La frase no es de los taxistas de Londres, sino de la obra teatral de Bertolt Brecht Vida de Galileo, pronunciada cuando éste conversa con Andrea, el hijo de su casera. En realidad es el joven quien la dice, dando pie a la réplica del científico: No, Andrea, desdichado es el país que necesita un héroe. Eso de la desdicha o la desgracia es cierto a menudo, y uno entiende perfectamente que Brecht, siendo como era alemán –un país donde los héroes acabaron construyendo hornos crematorios–, desconfiase de tan equívoca palabra. Sin embargo, el de los taxis londinenses es un mentís parcial ante el escepticismo brechtiano; la prueba de que, en ciertos momentos de su historia, desde Troya hasta hoy mismo, los países necesitan que sus ciudadanos se conviertan en héroes. De no haber sido así en la Inglaterra de 1939-1945, que luchó en solitario –heroica– contra el nazismo dueño de Europa, el mundo sería diferente al que es, y no precisamente mejor.

- - - -

**Según la información:**
1. Indique si cada una de las siguientes afirmaciones concuerda con el fragmento sobre la frase de la obra de Brecht, respondiendo sí o no y citando literalmente las palabras que lo deciden: (a) la frase procede de los taxistas de Londres; (b) en la obra, es Andrea quien pronuncia la frase; (c) Inglaterra combatió acompañada contra el nazismo entre 1939 y 1945.
2. Prolongue el fragmento sobre la frase de la obra de Brecht a partir del punto en que termina.

- - - -

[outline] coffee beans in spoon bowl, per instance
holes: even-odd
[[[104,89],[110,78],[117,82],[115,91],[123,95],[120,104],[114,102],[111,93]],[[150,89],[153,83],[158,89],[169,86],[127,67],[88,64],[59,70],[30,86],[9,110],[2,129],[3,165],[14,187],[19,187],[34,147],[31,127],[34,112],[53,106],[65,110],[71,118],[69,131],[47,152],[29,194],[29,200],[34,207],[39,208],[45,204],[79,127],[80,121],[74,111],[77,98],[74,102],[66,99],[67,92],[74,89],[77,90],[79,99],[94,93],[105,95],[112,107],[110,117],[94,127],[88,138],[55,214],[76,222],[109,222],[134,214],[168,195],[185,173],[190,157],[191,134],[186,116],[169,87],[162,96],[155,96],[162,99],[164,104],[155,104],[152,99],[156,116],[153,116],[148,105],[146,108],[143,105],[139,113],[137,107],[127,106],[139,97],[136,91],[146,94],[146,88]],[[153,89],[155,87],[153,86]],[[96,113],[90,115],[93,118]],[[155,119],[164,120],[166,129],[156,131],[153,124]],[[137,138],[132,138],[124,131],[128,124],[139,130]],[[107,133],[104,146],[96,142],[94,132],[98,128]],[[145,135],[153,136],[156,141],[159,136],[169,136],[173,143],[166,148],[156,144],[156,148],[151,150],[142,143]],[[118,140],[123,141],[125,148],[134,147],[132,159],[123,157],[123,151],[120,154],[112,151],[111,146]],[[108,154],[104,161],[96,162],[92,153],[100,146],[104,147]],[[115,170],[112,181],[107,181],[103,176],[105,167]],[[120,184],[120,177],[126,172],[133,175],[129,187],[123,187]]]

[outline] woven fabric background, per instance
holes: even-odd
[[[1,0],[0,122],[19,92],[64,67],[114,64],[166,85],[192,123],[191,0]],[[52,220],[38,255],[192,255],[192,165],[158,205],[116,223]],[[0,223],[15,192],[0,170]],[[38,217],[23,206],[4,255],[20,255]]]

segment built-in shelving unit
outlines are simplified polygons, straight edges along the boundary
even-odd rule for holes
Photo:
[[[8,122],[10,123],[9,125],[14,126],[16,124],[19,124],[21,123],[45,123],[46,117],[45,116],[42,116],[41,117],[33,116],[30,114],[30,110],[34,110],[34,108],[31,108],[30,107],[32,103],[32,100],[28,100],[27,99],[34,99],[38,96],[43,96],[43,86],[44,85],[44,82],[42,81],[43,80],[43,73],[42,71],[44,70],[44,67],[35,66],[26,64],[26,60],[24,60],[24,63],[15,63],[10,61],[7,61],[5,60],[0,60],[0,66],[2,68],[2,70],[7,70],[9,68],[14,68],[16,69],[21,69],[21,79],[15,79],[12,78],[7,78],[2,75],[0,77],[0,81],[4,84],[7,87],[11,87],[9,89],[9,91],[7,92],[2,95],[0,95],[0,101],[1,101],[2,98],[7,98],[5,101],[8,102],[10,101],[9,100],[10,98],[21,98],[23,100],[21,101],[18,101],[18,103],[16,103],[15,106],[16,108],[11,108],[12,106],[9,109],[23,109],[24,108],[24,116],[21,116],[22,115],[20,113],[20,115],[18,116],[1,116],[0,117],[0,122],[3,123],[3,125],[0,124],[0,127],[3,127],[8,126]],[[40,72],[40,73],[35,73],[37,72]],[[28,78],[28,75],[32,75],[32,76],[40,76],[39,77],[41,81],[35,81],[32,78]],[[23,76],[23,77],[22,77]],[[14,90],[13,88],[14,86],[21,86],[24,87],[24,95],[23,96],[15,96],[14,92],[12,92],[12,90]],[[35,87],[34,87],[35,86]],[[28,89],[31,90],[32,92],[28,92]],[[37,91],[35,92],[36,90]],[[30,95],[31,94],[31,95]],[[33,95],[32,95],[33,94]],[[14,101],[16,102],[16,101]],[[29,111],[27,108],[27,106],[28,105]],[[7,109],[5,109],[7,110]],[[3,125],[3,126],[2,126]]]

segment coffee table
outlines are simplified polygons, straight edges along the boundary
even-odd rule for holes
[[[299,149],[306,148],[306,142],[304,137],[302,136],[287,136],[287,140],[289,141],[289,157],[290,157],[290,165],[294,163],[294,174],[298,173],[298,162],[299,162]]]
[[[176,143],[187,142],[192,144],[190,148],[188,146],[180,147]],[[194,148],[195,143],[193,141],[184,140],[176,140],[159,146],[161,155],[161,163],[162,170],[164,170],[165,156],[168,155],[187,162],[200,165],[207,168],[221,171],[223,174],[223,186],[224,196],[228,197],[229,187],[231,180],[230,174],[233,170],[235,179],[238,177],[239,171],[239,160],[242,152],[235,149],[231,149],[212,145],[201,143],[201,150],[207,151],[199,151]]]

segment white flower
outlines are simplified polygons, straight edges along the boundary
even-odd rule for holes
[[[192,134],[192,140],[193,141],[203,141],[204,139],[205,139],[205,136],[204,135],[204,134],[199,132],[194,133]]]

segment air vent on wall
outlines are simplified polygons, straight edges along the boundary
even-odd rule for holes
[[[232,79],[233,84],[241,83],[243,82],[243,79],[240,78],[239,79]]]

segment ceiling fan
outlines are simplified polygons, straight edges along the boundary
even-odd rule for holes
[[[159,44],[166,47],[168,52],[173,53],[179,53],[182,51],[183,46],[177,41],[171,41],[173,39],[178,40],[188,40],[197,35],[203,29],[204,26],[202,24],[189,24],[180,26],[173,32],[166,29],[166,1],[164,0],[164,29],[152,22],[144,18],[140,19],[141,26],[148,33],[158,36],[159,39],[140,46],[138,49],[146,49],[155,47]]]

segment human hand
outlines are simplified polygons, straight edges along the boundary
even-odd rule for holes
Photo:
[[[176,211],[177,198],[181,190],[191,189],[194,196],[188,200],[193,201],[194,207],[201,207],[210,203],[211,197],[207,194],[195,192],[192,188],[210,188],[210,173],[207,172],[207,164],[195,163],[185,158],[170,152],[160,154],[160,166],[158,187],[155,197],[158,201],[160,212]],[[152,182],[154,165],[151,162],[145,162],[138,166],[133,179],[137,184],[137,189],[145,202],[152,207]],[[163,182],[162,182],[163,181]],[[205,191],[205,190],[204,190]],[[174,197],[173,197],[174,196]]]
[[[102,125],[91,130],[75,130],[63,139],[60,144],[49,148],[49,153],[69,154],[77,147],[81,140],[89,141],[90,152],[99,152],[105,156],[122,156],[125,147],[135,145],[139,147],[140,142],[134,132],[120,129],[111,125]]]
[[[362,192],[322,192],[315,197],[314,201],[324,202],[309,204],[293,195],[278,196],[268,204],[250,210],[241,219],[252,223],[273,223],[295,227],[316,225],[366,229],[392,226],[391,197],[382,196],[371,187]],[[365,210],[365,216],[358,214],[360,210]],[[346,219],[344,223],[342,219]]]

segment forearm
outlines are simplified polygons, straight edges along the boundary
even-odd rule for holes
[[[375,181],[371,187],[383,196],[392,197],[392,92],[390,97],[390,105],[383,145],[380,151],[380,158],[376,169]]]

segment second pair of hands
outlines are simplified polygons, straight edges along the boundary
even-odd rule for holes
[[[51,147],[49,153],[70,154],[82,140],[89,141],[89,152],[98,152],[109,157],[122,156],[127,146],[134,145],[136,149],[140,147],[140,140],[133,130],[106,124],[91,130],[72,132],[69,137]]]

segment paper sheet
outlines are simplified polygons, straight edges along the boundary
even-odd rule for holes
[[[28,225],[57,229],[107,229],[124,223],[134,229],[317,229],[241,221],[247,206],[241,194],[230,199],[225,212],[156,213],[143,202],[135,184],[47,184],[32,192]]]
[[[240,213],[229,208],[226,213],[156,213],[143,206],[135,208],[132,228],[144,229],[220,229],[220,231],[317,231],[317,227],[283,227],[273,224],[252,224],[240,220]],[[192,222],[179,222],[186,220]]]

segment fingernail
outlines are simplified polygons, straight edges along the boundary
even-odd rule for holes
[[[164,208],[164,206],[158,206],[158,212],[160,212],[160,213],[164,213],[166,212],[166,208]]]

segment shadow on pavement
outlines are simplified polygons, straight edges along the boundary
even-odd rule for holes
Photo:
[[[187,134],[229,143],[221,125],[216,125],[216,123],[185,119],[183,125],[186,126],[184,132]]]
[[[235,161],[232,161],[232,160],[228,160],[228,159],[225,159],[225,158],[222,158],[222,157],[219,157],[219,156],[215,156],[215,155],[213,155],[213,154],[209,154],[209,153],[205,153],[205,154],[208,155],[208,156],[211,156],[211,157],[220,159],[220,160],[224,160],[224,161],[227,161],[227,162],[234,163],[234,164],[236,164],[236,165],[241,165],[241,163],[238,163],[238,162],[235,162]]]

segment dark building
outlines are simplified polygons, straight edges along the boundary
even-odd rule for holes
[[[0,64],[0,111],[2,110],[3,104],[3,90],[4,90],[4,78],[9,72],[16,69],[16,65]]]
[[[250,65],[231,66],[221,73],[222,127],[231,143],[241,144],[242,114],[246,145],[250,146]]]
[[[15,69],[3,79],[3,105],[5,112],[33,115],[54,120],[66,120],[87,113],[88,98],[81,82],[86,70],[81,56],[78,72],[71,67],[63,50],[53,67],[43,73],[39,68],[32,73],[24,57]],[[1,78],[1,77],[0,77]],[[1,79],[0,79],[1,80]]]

- - - -

**Respuestas:**
1.
(a) No: «La frase no es de los taxistas de Londres, sino de la obra teatral de Bertolt Brecht Vida de Galileo».
(b) Sí: «En realidad es el joven quien la dice».
(c) No: «que luchó en solitario –heroica– contra el nazismo dueño de Europa».

2.
Hay países orgullosos de sus héroes legítimos, y países aquejados por siniestras enfermedades históricas que ponen especial saña en destruir la memoria de los suyos. España, no descubro nada, es uno de esos últimos. En el disparate que nos caracteriza, propensos a mezclar churras y merinas, aquí metemos en la picadora de carne tanto a personajes admirables como a canallas y asesinos, y tan nefastos acaban pareciendo el espadón que nos maltrata desde el bronce ecuestre como el pobre soldadito que, apretando los dientes porque no tenía más remedio, se echó a la cara el mosquetón en Baler o Bailén y se mantuvo en pie bajo la bandera en Rocroi, Lepanto o Trafalgar. Lo ideal, por supuesto, sería que ningún país, ninguna patria, tuviese la desgracia de necesitar héroes. Pero en el mundo real los héroes siguen siendo necesarios como referentes morales, ejemplos ante el desastre, el horror, la sinrazón y la violencia. ¿Qué otra cosa sino héroes son quienes luchan contra el fuego, o por la seguridad de sus vecinos, o por cumplir con su deber a costa de la propia vida? Lo necesario –y que no se hace– es educar a los niños, a los jóvenes, para que en su momento sepan interpretar un cartel como el de los taxis londinenses. Para que aprecien a los verdaderos héroes frente a los embaucadores, los demagogos, los criminales y los sinvergüenzas. Para que sepan diferenciar las causas nobles de las que no lo son. Para que comprendan del todo, en su sentido exacto, lo que en el siglo XIX Mariano José de Larra escribió como triste resumen de la historia de España: Dios nos libre de caer en manos de héroes.